§ Problems to work on:
1. In the entry on David Wemyss, in what year was he made a fellow of the College of Physicians in Edinburgh?
2. From the entry on David Wemyss, output the passage that begins at the words "Commr. supply Perth" and stops after "Physicians, Edinburgh 1705.".

§ Passage:
WEMYSS, David (1678-1720)

WEMYSS, David (1678–1720)

styled 1678-1705 Ld. Elcho; suc. mo. 11 Mar. 1705 as 4th earl of WEMYSS [S]

RP [S] 1707–10

First sat 23 Oct. 1707; last sat 18 July 1710

bap. 29 Apr 1678, 1st s. of Sir James Wemyss, Ld. Burntisland [S] (d.1682) of Burntisland, Fife, and Margaret Wemyss, da. and h. of David Wemyss, 2nd earl of Wemyss [S], and suo jure Countess of Wemyss [S]. educ. privately in England. m. (1) contr. 13 Aug. 1697 (with 100,000 merks), Anne (d.1700), da. of William Douglas, duke of Queensberry [S], 2s. (1 d.v.p.); (2) 5 Jan. 1709, Mary (d. bef. 8 Sept. 1712), da. and coh. of Sir John Robinson, 2nd bt., of Farming Woods, Northants.; (3) contr. 5 July 1716 (with 9,000 merks), Elizabeth (d.1721), da. of Henry Sinclair (St. Clair), 10th Ld. Sinclair [S], sis. of John Sinclair (St. Clair), Master of Sinclair, 1s. 2da. d. 13 Mar. 1720.1

PC [S] 1705.

Commr. supply Perth 1698, Fife 1704, union with England 1706-7.

Ensign, R. coy. archers 1703, lt.-gen. 1713, capt.-gen. 1715-d.; ld. high adm. [S] 1706­-7; v.-adm. [S] 1707­-14; council of ld. high adm. Apr.-Oct.1708.

Fell. Coll. of Physicians, Edinburgh 1705.

§ Available data:
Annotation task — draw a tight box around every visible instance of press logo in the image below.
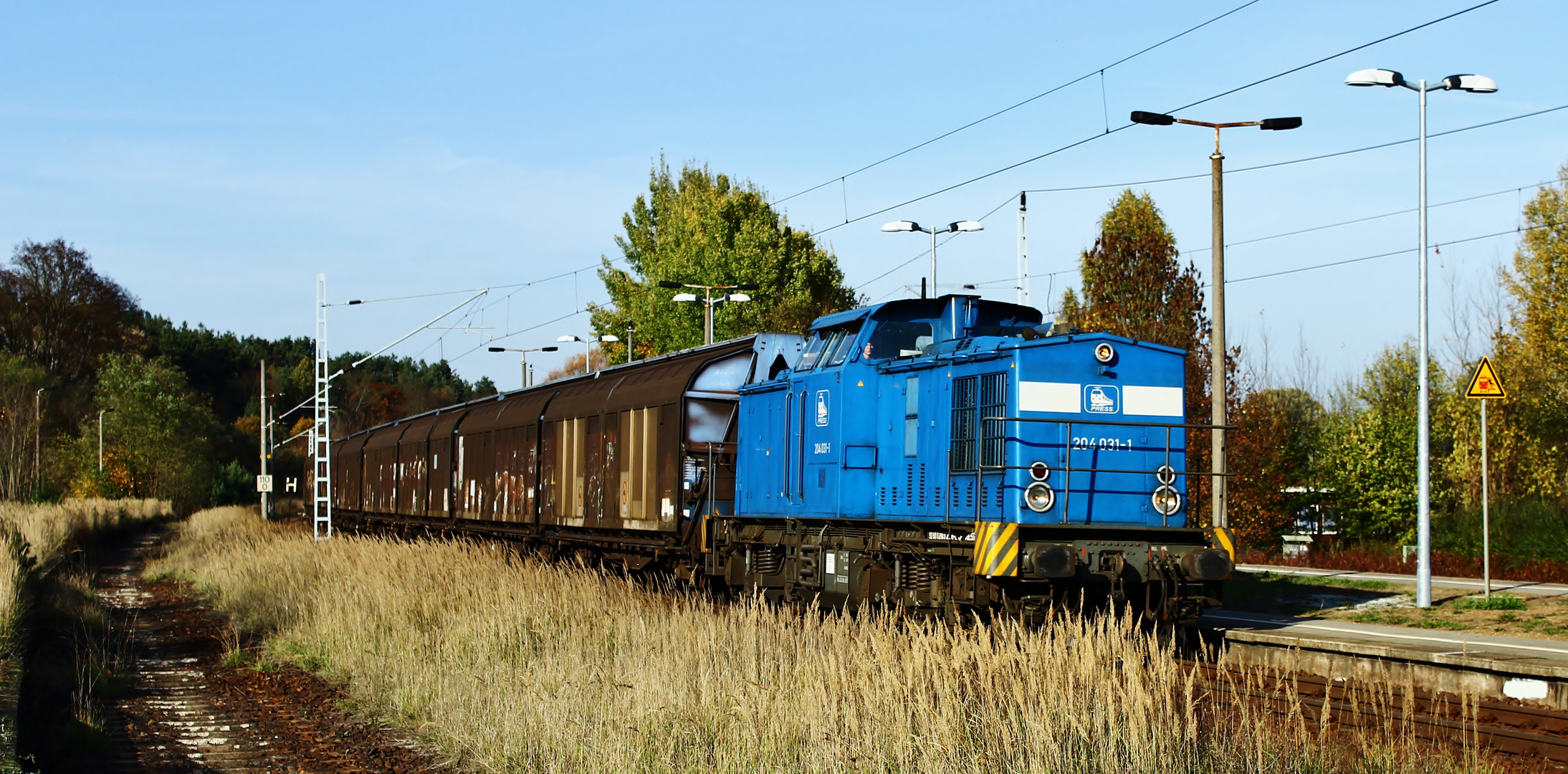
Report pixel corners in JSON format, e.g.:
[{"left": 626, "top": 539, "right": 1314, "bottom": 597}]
[{"left": 1084, "top": 384, "right": 1121, "bottom": 414}]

§ Answers to the problems:
1. 1705

2.
Commr. supply Perth 1698, Fife 1704, union with England 1706-7.

Ensign, R. coy. archers 1703, lt.-gen. 1713, capt.-gen. 1715-d.; ld. high adm. [S] 1706­-7; v.-adm. [S] 1707­-14; council of ld. high adm. Apr.-Oct.1708.

Fell. Coll. of Physicians, Edinburgh 1705.